(Point-per-instance localization data)
++++++

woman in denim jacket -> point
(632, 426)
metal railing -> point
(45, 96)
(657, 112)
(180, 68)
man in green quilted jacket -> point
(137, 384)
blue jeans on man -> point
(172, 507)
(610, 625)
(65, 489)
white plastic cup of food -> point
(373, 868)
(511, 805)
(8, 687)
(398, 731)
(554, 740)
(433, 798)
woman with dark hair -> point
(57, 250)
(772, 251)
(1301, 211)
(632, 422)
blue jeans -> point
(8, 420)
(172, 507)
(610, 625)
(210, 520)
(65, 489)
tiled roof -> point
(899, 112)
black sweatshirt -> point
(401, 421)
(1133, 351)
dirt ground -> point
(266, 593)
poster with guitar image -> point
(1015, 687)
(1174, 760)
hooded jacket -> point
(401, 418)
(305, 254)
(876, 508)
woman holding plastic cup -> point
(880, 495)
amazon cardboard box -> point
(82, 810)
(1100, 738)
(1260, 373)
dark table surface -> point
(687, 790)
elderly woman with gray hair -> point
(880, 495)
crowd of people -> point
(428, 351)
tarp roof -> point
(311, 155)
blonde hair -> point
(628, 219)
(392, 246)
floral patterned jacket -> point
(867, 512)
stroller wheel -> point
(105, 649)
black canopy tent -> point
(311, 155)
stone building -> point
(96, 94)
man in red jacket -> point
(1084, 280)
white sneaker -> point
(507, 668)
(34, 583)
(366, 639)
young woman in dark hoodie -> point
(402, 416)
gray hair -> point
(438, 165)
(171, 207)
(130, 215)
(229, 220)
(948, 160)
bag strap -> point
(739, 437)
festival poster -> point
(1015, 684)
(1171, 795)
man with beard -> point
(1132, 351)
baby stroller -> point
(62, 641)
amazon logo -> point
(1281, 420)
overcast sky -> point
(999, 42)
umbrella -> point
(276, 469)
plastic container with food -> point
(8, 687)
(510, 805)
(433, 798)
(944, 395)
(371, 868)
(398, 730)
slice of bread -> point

++++++

All entries above are to be copied exactly, with none left out.

[EXERCISE RESPONSE]
woman in denim jacket -> point
(632, 426)
metal railing -> point
(45, 96)
(657, 112)
(180, 68)
man in green quilted jacket -> point
(137, 384)
blue jeans on man -> point
(172, 507)
(610, 625)
(65, 489)
white plastic cup of food -> point
(373, 868)
(511, 805)
(8, 687)
(398, 731)
(554, 740)
(433, 798)
woman with dark hair -> point
(57, 250)
(772, 251)
(1301, 211)
(632, 422)
blue jeans -> point
(8, 420)
(172, 507)
(610, 625)
(210, 520)
(65, 489)
tiled roof -> point
(899, 112)
black sweatshirt -> point
(401, 421)
(1133, 351)
dirt ground -> point
(266, 593)
poster with guitar image -> point
(1015, 687)
(1174, 760)
hooded jacket -> point
(401, 418)
(305, 254)
(876, 508)
woman holding plastic cup -> point
(880, 495)
amazon cardboard box -> point
(82, 810)
(1100, 738)
(1260, 373)
dark table surface -> point
(687, 790)
elderly woman with gray hair -> point
(880, 495)
crowd of people -> point
(428, 351)
tarp roof -> point
(311, 155)
blonde hair -> point
(628, 219)
(392, 246)
floral patterned jacket -> point
(867, 512)
stroller wheel -> point
(105, 649)
black canopy tent -> point
(311, 155)
stone building -> point
(96, 94)
man in red jacket -> point
(1084, 280)
white sneaker -> point
(507, 668)
(34, 583)
(366, 639)
young woman in dark hoodie -> point
(402, 416)
gray hair -> point
(438, 165)
(171, 207)
(130, 215)
(229, 220)
(948, 160)
bag strap -> point
(739, 437)
festival poster -> point
(1015, 684)
(1171, 795)
man with beard -> point
(1132, 351)
baby stroller -> point
(62, 641)
amazon logo -> point
(1281, 420)
overcast sky -> point
(999, 42)
umbrella -> point
(276, 469)
plastic container with food -> point
(8, 687)
(510, 805)
(433, 798)
(944, 395)
(371, 868)
(398, 730)
slice of bread -> point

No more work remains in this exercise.